• Auftrag:
Schreiben Sie aus dem Textauszug den Abschnitt wörtlich ab, der bei den Worten „Ein Konditional könnte“ einsetzt und nach „und faktisch DURCHFÜHREN.“ aufhört.

• Textauszug:
....................

Ein Konditional könnte also Geschichte machen: „Alle Räder stehen still, WENN dein starker Arm es will.“ Rein technisch-organisatorisch wäre ein solcher Arbeitskampf, der aufs Ganze geht, der offen (friedlich!!) angreift und die neoliberalen Asozialen in ihre Schranken weist, ein Klacks. Es geht AUSSCHLIESSLICH darum, ob wir, ob die politische Linke, ob die Gewerkschaften einen solchen offenen Kampf WOLLEN und dann auch solidarisch und faktisch DURCHFÜHREN.

....................

• Bereitgestelltes Material:
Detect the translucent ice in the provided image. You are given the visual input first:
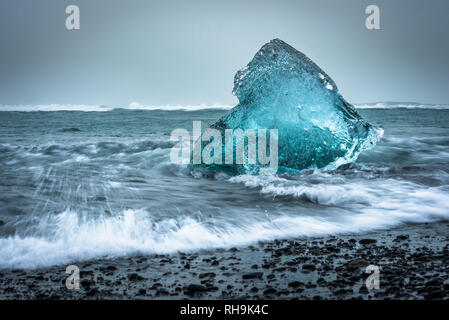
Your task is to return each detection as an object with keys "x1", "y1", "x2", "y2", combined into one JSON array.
[{"x1": 212, "y1": 39, "x2": 383, "y2": 173}]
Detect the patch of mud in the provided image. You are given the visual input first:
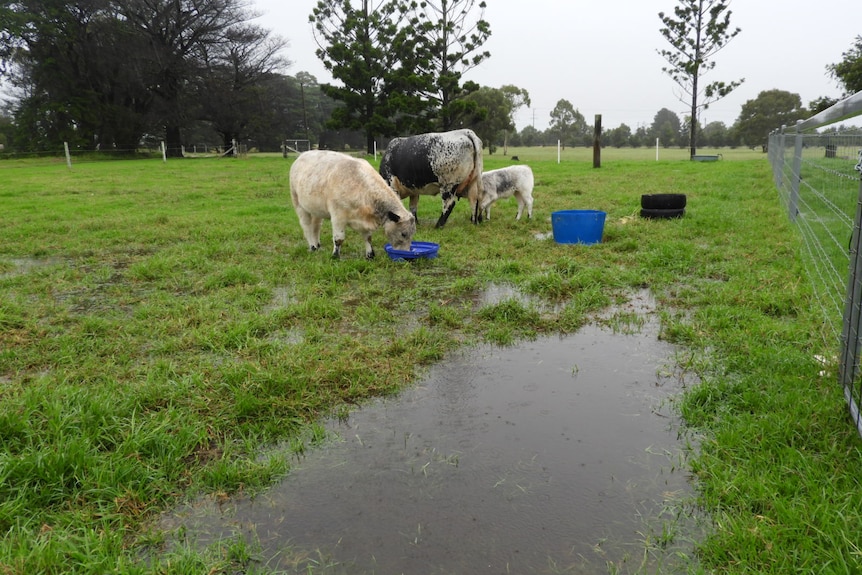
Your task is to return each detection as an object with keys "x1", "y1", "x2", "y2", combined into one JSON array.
[{"x1": 160, "y1": 295, "x2": 704, "y2": 574}]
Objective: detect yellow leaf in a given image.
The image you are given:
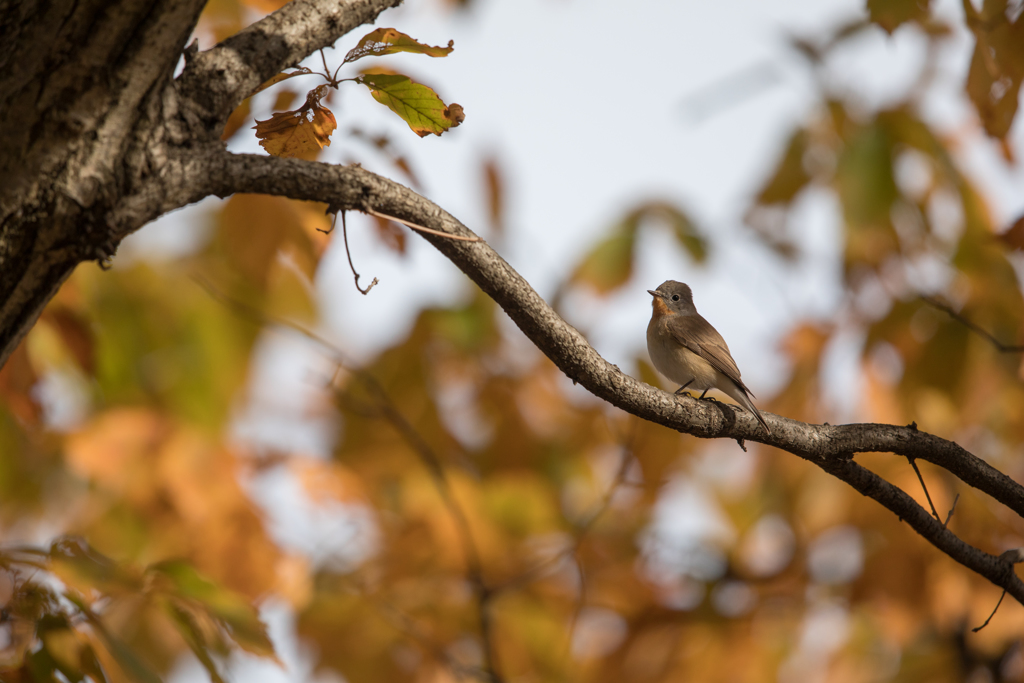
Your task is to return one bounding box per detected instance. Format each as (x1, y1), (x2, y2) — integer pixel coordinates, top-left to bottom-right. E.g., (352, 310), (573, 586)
(255, 85), (338, 159)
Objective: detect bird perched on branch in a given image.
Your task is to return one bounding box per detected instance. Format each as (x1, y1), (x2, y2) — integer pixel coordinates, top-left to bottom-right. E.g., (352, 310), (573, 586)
(647, 280), (771, 434)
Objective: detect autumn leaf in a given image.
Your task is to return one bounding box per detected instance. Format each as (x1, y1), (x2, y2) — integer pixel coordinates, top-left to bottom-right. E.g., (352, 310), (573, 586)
(150, 560), (276, 660)
(355, 73), (466, 137)
(867, 0), (929, 34)
(342, 29), (455, 63)
(999, 216), (1024, 251)
(255, 85), (338, 159)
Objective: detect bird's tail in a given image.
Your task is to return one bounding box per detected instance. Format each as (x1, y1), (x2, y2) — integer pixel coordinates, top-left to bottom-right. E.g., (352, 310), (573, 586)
(726, 382), (771, 436)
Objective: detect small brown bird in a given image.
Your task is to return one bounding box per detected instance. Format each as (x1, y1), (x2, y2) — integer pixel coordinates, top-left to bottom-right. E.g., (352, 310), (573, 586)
(647, 280), (771, 434)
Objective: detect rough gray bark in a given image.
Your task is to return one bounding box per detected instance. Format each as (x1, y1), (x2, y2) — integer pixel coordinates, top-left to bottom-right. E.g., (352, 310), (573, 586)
(0, 0), (401, 364)
(0, 0), (1024, 603)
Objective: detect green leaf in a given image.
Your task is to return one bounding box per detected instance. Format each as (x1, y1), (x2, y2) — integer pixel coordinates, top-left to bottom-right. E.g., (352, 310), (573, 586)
(342, 29), (455, 63)
(150, 560), (276, 660)
(571, 225), (636, 294)
(50, 538), (141, 593)
(355, 74), (466, 137)
(569, 202), (708, 294)
(166, 601), (224, 683)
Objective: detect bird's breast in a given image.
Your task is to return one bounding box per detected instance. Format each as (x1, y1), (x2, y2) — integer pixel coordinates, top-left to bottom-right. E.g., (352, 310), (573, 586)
(647, 317), (716, 391)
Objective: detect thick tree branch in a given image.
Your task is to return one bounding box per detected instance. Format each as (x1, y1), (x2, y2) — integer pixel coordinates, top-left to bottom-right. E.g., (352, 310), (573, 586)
(178, 0), (402, 124)
(193, 148), (1024, 604)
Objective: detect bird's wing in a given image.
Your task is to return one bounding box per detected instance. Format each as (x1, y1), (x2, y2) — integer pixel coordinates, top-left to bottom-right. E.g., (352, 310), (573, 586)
(669, 315), (754, 396)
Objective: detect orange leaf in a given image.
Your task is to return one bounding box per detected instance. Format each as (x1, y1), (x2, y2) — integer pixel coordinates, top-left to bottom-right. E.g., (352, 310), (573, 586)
(255, 85), (338, 158)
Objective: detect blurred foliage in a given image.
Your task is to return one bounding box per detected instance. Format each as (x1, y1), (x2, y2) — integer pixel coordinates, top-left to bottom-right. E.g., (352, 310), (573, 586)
(0, 0), (1024, 683)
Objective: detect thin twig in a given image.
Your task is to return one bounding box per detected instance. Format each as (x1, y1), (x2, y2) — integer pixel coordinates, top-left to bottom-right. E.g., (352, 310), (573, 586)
(942, 494), (959, 528)
(921, 295), (1024, 353)
(971, 589), (1007, 633)
(907, 458), (937, 526)
(329, 211), (380, 296)
(362, 207), (483, 242)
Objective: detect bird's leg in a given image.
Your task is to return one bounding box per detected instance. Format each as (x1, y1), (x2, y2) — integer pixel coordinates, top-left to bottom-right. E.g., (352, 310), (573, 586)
(676, 377), (696, 395)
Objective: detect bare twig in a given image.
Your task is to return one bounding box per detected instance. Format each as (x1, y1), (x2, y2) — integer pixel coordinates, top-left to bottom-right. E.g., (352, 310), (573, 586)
(907, 458), (937, 526)
(971, 589), (1007, 633)
(362, 208), (483, 242)
(921, 295), (1024, 353)
(339, 211), (380, 295)
(942, 494), (959, 528)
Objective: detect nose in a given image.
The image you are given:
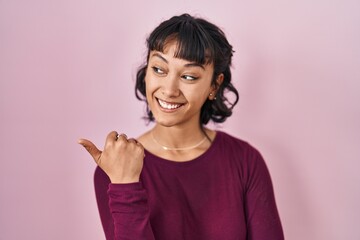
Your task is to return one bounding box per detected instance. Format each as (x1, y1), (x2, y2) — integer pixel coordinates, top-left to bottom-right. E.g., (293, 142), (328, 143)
(161, 74), (180, 98)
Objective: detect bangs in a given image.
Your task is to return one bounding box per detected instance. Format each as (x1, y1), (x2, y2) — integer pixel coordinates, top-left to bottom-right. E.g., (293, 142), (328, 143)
(147, 16), (215, 65)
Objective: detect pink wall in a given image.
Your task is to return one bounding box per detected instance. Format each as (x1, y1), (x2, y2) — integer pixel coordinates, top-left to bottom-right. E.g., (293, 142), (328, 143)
(0, 0), (360, 240)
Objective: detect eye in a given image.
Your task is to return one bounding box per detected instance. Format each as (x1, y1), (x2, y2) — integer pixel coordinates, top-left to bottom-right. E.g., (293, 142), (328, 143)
(181, 75), (198, 81)
(152, 67), (165, 75)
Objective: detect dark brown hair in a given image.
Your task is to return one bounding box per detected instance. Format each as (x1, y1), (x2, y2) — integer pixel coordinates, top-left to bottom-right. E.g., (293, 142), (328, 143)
(135, 14), (239, 124)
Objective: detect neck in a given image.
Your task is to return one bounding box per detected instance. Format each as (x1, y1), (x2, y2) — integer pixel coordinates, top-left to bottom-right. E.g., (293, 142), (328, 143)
(151, 124), (207, 150)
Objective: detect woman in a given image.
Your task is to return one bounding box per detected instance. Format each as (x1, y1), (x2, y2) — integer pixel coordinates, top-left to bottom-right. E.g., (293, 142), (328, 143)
(79, 14), (283, 240)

....................

• Ergebnis:
Ein Konditional könnte also Geschichte machen: „Alle Räder stehen still, WENN dein starker Arm es will.“ Rein technisch-organisatorisch wäre ein solcher Arbeitskampf, der aufs Ganze geht, der offen (friedlich!!) angreift und die neoliberalen Asozialen in ihre Schranken weist, ein Klacks. Es geht AUSSCHLIESSLICH darum, ob wir, ob die politische Linke, ob die Gewerkschaften einen solchen offenen Kampf WOLLEN und dann auch solidarisch und faktisch DURCHFÜHREN.